> Text
□ □ □

Suraj Singh's information Security Blog

For people who work on information Security.

December, 2012

  • TMG services hang at startup due to third party service.

    This post is once again about an issue I worked on few days back. Before I start discussing about the issue and how I resolved it, I would like to mention that objective of this post is to make TMG admins aware of the issue and what can be done to resolve it, The steps performed to determine the root cause of the issue e.g. user mode dump analysis can’t be done without the symbols(which are private) ,so idea is not to help in performing the dump analysis, instead I want to share the details of dump analysis to show at the time of boot, why TMG services can get hung and won’t start . If you are familiar with terms like process, threads and its stack then you can read it by yourself but if you are not I will explain the observations from it.

    Issue:

    TMG server admin was rebooting the server and at the time of reboot TMG services were hanging and were not starting. A similar issue was reported pre TMG sp2 but it was fixed post sp2, in this scenario TMG was updated to latest build i.e. TMG sp2 RU2.

    Troubleshooting:

    Some background: Lot of work has already happened, before I started working on this issue, so in such scenarios you understand the issue and check the steps that have already been taken to resolve the issue and move from there e.g. steps taken in this http://support.microsoft.com/kb/2659700 were performed already . We were getting following event id

    _____________________________________________________________________________________________

    Log Name: System

    Source: Service Control Manager

    Date: 09/11/2012 17:42:30

    Event ID: 7022

    Task Category: None

    Level: Error

    Keywords:
    Classic

    User: N/A

    Computer: server1

    Description: The Microsoft Forefront TMG Firewall service hung on starting.

    Event Xml: <Event

    xmlns="http://schemas.microsoft.com/win/2004/08/events/event">

    <System>

    <Provider Name="Service Control Manager" Guid="{555908d1-a6d7-4695-8e1e-26931d2012f4}"

□ □ □

> Stated task 1
What Event ID did the Service Control Manager log in the blog post about TMG services hanging at startup?
> Stated task 2
Copy out the part of the blog post about TMG services hanging at startup, starting at "Task Category: None" and ending at "hung on starting.".

> Supplied data
□ □ □

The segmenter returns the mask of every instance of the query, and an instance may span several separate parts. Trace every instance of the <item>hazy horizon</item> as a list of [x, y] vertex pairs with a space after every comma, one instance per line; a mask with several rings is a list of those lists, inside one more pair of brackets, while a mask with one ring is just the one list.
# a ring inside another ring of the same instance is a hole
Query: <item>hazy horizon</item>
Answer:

□ □ □

> Full response 1
Event ID 7022.

> Full response 2
Task Category: None

    Level: Error

    Keywords:
    Classic

    User: N/A

    Computer: server1

    Description: The Microsoft Forefront TMG Firewall service hung on starting.